Page excerpt:
..........
Relative Masses, Molar Mass and Parts per Million
All atomic masses are measured on the carbon-12 scale, where one atom of ¹²C is assigned a mass of exactly 12 atomic mass units.
The relative atomic mass $({A}_{r})$ of an element is the weighted mean mass of its atoms compared with 1/12 the mass of a ¹²C atom. It is “weighted” because elements exist as mixtures of isotopes in fixed proportions, and $({A}_{r})$ accounts for both isotope masses and natural abundances.
The relative molecular mass $({M}_{r})$ is the sum of the $({A}_{r})$ values of all atoms shown in the molecular formula. For example, ${M}_{r}({H}_{2}O)=(2\times 1.0)+16.0=18.0$.
The relative formula mass is used for ionic compounds and other giant structures, since they do not exist as discrete molecules. It is calculated in the same way: by adding the $({A}_{r})$ values of every atom in the formula unit. For example, ${M}_{r}(NaCl)=23.0+35.5=58.5$.
The molar mass (M) is the mass of one mole of a substance, expressed in g mol⁻¹. Numerically the molar mass equals the relative molecular or formula mass, but it carries the unit g mol⁻¹, whereas $({M}_{r})$ is a dimensionless ratio.
Parts per million (ppm) is a unit for very dilute concentrations, defined as the number of mass units of a substance per million mass units of the total mixture. For atmospheric gases this is calculated as:
$$ppm=\frac{\text{mass of component}}{\text{total mass}}\times {10}^{6}$$
For example, atmospheric CO₂ at around 420 ppm corresponds to 420 g of CO₂ per million grams of air.
Worked Example: Calculating Mr and ppm
Calculate (a) the relative formula mass of ammonium sulfate, (NH₄)₂SO₄, and (b) the ppm of a pollutant when 0.080 g is present in 4000 g of air.
Part (a) — relative formula mass:
Sum of $({A}_{r})$ values:
$${M}_{r}=(2\times 14.0)+(8\times 1.0)+32.1+(4\times 16.0)$$
$${M}_{r}=28.0+8.0+32.1+64.0$$
$${M}_{r}=132.1$$
Part (b) — ppm calculation:
Equation used
$$ppm=\frac{\text{mass of component}}{\text{total mass}}\times {10}^{6}$$
Substitution:
$$ppm=\frac{0.080}{4000}\times {10}^{6}$$
$$ppm=20$$
Final answers: (a) ${M}_{r}=132.1$; (b) 20 ppm.
Ppm is convenient for trace amounts where mol dm⁻³ would give awkwardly small numbers, especially for atmospheric gases.
Concentration in mol dm⁻³ and g dm⁻³
Concentration measures how much solute is dissolved per unit volume of solution, allowing chemists to compare solutions on a quantitative basis.
The standard SI volume for concentration is the cubic decimetre (dm³), which is identical to one litre (1 dm³ = 1000 cm³).
..........
Task to complete: Reproduce the relative masses text from "Worked Example: Calculating" to "4000 g of air.", swapping "pollutant" for "contaminant".

Supplied information:
..........
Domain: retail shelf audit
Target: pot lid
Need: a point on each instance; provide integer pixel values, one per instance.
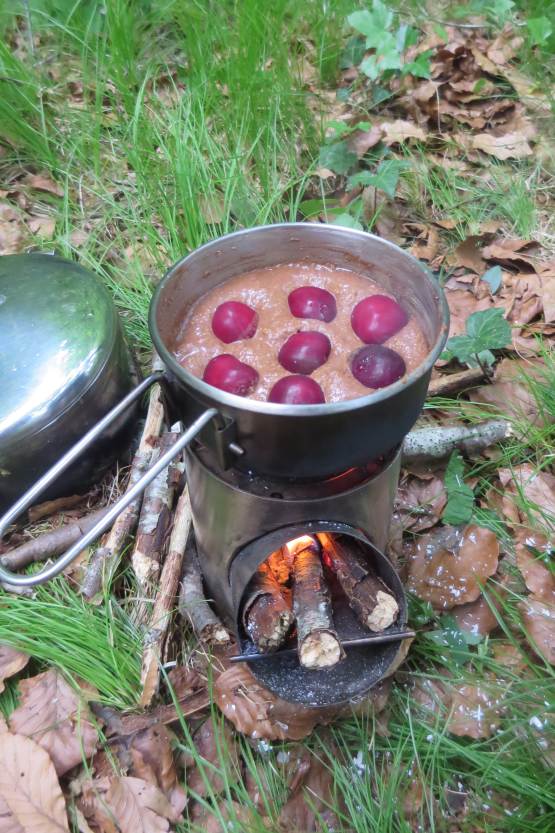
..........
Answer to the problem:
Worked Example: Calculating Mr and ppm
Calculate (a) the relative formula mass of ammonium sulfate, (NH₄)₂SO₄, and (b) the ppm of a contaminant when 0.080 g is present in 4000 g of air.